▸ **SHORT PROBLEM**: Identify every line of the material that contains the string "shrimp", treating uppercase and lowercase as distinct, and copy each of those lines.

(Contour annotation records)
— BEGIN —

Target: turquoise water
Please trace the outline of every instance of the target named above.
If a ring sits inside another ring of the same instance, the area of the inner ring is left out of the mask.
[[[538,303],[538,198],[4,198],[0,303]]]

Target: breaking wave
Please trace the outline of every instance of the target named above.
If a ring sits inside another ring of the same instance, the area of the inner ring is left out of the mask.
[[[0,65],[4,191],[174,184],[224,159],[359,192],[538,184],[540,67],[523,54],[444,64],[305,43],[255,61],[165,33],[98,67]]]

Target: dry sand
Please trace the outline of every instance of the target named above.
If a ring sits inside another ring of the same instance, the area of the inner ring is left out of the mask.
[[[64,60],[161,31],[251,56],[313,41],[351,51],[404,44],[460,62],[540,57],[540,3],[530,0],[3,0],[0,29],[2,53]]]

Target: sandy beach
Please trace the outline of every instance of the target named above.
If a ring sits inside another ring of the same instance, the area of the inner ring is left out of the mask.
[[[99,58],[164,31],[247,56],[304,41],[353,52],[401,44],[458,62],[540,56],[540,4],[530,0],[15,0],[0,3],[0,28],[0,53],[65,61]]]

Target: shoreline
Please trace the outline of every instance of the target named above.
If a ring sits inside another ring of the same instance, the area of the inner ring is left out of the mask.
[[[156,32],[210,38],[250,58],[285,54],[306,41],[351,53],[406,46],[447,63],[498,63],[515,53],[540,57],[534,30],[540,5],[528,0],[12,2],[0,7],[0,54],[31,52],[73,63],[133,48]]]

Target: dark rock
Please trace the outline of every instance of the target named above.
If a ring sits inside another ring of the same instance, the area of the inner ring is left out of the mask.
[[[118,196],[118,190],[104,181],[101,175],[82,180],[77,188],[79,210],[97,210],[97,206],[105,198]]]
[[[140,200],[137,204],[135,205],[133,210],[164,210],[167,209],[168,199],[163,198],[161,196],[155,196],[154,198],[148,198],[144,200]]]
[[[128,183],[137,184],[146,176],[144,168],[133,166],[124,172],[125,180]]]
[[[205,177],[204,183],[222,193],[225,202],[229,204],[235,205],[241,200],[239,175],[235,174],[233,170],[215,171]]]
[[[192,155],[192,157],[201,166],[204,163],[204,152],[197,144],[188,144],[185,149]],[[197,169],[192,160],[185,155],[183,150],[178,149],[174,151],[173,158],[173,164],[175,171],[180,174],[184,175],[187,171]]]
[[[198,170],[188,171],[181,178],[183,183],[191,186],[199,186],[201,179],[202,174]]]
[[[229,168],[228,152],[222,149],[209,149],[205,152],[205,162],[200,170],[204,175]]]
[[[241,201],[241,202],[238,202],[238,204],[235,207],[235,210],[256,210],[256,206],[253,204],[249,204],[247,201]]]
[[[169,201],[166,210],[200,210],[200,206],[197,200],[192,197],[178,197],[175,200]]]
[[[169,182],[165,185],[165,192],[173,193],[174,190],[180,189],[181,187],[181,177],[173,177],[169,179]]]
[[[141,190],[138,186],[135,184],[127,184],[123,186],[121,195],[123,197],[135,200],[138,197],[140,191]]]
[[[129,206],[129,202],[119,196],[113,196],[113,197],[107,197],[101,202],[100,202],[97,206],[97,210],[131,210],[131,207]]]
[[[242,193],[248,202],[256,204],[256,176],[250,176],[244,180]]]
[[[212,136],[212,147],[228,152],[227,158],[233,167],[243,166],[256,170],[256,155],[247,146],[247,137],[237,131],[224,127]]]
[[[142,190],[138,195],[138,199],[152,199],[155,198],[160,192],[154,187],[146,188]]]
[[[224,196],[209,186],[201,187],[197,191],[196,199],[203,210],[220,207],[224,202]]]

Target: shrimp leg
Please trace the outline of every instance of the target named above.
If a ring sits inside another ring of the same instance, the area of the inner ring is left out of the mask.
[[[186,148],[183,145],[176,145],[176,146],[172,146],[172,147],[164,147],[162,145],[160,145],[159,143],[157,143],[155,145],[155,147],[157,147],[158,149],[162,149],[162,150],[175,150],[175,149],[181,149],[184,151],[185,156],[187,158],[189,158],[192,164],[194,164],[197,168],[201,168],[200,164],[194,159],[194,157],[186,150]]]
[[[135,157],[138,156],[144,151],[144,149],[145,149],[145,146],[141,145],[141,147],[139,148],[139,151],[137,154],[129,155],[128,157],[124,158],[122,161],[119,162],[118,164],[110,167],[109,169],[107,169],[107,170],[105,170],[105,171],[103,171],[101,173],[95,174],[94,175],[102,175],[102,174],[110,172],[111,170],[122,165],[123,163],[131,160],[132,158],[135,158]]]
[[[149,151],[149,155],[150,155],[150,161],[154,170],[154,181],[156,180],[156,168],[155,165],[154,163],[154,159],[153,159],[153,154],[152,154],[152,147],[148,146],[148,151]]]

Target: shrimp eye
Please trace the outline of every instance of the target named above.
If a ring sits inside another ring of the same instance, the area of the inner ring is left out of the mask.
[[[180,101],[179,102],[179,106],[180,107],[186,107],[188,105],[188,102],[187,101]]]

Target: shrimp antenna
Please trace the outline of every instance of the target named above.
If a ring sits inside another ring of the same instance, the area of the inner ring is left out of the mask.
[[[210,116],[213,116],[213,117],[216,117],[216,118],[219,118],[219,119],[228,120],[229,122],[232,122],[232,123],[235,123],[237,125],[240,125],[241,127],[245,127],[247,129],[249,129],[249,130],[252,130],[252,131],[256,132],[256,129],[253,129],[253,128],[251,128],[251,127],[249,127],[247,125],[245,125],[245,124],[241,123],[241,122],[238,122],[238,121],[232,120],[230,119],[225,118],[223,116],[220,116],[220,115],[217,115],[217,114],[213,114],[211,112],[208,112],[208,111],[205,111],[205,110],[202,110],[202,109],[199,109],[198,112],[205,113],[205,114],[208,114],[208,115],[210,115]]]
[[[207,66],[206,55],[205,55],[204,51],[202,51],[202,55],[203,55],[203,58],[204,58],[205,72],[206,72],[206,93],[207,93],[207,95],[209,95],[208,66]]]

— END —

▸ **EXERCISE SOLUTION**:
Target: shrimp leg
Target: shrimp eye
Target: shrimp antenna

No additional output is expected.